Text to read
-.-.-
Wednesday, April 10, 2013

4 10 13

Advantages
 
 
To simply being there!
 
This image from the northern part of the Big Lake in NH captured this morning on a Web Cam.  Ice not out yet but it can't be long.  It's forty two degrees up there and obviously the air is warmer than the remaining ice.  Makes a nice photo, but the advantage is in being there to catch the magic moment.
 
Just for continuity, here's the shot from Rattlesnake Island we have been watching.  Won't be long!
 
 

THE PLAYERS

Time has shown that there are basically five of my friends who comprise the group of anglers who have gone each spring to the semi-wilds of New Hampshire's Lake Winnipesauke.  All of this in search of the lowly landlocked salmon.  We would gather on the last Wednesday in April and stay until the following Sunday.  In no particular order I would like to introduce the Players.

Frank, "Abe", or at times "Boat Ride"
Abe, or Frank Bell,  is our host and has been so since 1968, the first year.  That year, he and his father co-hosted me, so it was no big thing.  We went just to prove that there were really salmon in the lake and more importantly that we could catch them. 
 
Abe and I graduated High School together.  He went on to college at Colgate and then to Penn Dental , followed by a hitch in the army as a dentist.  I recall visiting he and his lovely wife at Fort Leonard Wood, in Missouri.  At that time, I was working for Merrill Lynch in my first two years of training to become a commodities broker.  I was in Chicago where I had gone for a two week training period, a brief stint which turned into six months.  When I finally left the windy city, I and my wife took a detour to visit with the young dentist "Captain" and wife in Missouri.  We then drove back to our New Jersey home through some of the more scenic back roads of W. Virginia and Virginia.  Sometime around then a book was written about the "Blue Highways" and we followed the same on the map from old Miss to Westfield, NJ.

After discharge, Abe started a dental practice in Oldwick, NJ which is central to that state in Hunterdon County.  We, at the time lived in Gladston, NJ, which was only a few miles from his office and home.

The two of us roamed around hunting most of the farms around his home in Bissel, NJ,  and became members of the Black River Road and Gun Club in Pottersville, NJ.  The club maintained a couple
hundred acres of prime hunting land and over two miles of one of the most pristine trout streams in the state. It was one of the few streams in which still had a natural spawn of brook trout.  Abe and I would each go on to preside over the club some years later.  It was on this water that we each honed our fly fishing skills.

Abe is the consummate fly fisherman.  He has whetted a fly in some of the most famous streams from the Yellowstone to New Zealand.

The lake property and house in New Hampshire was owned by his grandmother, Louise Strubin.
With her passing, Abe's father, Frank Bell, Sr. and sister owned the place.
Finally, as in most families, the property went to the offspring, Abe and his sister, and now to their children.  The property was some hundred acres of deep woods and probably 200-300 yards of shore line.  

Nicknames have stuck since high school but some more important ones added on our trips north.  "Boat Ride" stems from the fact that Abe owned the boats and drove them most of the time.  But when we didn't catch fish, he lost the title of captain and became simply "Boat Ride".  All the nicknames are used in a friendly derogatory manner, I might add. 

He was then labled as driving the tour bus and not performing his duties of guide.  It's tough living with our crowd.  If you perform, you are one thing and if you don't, your another.  Either way, you got ragged.  I think you will discover that there is no such thing as winning in this group.
-.-.-
Requirement a
According to the fishing-trip post, in what year did Abe first host the spring trip?
The fishing-trip post and the entries are unrelated to each other.
-.-.-
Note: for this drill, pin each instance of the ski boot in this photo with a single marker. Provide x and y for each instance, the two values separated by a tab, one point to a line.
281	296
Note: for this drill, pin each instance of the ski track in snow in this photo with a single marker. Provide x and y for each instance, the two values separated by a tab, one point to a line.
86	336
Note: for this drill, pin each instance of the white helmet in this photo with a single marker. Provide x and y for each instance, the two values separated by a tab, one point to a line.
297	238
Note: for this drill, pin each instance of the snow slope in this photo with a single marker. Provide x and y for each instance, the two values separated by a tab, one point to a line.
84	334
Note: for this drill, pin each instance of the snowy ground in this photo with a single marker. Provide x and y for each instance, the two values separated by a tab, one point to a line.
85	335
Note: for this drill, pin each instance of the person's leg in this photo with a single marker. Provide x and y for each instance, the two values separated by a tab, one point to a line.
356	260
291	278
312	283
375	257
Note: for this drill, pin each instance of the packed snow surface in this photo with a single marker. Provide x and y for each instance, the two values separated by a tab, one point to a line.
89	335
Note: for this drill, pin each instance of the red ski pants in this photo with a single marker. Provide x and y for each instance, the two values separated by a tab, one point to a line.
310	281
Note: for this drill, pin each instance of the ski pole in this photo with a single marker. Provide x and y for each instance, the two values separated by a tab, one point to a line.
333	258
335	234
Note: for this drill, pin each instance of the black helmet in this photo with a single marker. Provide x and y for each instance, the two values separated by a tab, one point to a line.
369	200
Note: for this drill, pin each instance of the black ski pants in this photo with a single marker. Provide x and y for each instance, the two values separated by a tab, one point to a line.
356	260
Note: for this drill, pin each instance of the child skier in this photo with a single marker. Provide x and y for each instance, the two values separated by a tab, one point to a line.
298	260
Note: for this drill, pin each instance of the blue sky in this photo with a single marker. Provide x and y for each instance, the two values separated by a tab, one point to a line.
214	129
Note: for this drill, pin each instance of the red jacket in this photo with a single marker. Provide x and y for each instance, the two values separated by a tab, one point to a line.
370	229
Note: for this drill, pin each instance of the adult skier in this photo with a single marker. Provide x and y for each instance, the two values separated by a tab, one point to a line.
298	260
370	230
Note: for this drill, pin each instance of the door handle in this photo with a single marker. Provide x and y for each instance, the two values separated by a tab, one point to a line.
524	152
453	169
-.-.-
Requirement b
Rewrite the entries from the line with "Note: for this drill, pin each instance of the door" through the end of the entries, renaming "door handle" to "door knob" and leaving everything else unchanged.

Task output a
1968

Task output b
Note: for this drill, pin each instance of the door knob in this photo with a single marker. Provide x and y for each instance, the two values separated by a tab, one point to a line.
524	152
453	169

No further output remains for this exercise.